### DATA SHOWN
·····
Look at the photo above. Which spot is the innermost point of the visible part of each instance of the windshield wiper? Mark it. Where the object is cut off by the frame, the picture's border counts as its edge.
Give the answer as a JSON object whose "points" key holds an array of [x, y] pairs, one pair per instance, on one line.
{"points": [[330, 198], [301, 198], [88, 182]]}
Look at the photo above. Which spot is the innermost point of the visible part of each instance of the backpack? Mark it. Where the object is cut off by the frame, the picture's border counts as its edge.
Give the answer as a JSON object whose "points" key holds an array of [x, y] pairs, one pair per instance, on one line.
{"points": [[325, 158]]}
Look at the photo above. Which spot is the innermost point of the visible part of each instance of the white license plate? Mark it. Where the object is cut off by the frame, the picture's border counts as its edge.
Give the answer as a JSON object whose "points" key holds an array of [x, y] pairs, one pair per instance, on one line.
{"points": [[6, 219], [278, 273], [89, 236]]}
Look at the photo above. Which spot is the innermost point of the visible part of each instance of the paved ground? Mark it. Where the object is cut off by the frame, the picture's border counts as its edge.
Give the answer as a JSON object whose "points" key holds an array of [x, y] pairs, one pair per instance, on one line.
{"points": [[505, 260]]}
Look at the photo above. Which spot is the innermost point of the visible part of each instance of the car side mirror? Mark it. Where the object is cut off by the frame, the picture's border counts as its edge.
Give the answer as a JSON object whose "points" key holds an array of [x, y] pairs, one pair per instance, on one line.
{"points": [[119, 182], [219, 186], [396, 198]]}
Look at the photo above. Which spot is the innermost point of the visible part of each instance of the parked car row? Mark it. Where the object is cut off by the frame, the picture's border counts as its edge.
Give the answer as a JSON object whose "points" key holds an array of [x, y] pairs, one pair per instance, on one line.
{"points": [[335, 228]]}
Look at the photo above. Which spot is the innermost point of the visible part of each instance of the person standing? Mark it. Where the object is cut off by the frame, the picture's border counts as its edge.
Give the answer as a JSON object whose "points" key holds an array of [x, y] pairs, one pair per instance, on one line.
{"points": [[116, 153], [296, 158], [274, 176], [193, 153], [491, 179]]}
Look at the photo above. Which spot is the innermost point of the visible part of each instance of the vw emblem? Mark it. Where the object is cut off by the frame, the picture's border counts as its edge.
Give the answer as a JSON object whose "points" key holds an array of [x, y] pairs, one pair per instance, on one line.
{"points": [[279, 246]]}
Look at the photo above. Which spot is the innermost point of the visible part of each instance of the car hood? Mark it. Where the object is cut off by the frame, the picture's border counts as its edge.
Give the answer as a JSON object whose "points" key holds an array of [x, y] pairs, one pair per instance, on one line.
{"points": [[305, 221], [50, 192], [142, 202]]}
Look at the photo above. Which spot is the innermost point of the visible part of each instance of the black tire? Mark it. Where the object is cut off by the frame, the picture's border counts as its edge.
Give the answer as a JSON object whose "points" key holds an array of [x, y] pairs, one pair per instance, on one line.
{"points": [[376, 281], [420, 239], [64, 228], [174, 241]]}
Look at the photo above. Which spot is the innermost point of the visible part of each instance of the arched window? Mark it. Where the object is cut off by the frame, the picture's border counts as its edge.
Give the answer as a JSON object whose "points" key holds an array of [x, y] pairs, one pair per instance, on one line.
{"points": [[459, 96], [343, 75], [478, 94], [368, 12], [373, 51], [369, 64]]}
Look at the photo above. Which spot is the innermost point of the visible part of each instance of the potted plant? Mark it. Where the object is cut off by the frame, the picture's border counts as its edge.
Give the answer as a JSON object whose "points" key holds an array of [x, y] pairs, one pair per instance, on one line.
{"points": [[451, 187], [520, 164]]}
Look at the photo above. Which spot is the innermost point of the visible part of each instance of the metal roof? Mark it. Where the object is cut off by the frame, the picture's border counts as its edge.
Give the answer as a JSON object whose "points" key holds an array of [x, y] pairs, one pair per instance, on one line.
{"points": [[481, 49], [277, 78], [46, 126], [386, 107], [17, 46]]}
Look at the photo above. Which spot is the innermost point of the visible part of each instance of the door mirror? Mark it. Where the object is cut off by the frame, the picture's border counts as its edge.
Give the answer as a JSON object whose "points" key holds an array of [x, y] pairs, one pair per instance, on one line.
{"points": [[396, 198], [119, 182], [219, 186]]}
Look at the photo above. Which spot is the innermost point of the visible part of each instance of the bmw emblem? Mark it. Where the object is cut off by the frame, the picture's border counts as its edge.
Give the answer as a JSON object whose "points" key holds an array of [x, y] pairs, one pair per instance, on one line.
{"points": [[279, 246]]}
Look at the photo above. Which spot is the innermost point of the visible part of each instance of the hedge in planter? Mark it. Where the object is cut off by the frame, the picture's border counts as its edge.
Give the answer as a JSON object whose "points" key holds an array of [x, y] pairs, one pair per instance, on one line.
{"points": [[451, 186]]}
·····
### ACTION ITEM
If a line above holds the word "mirror", copy it.

### SOLVED EXERCISE
Look at the photo above. Which spot is the innermost point of the visible part of each instance of the car side mirror? Mark it. Where the object is cut off by the frame, the picture's border counts as its edge.
Look at the photo above. Which spot is the innermost point of the visible part of each instance of the door mirror? Mark it. Where the object is cut off by the frame, the picture's border counts as its edge.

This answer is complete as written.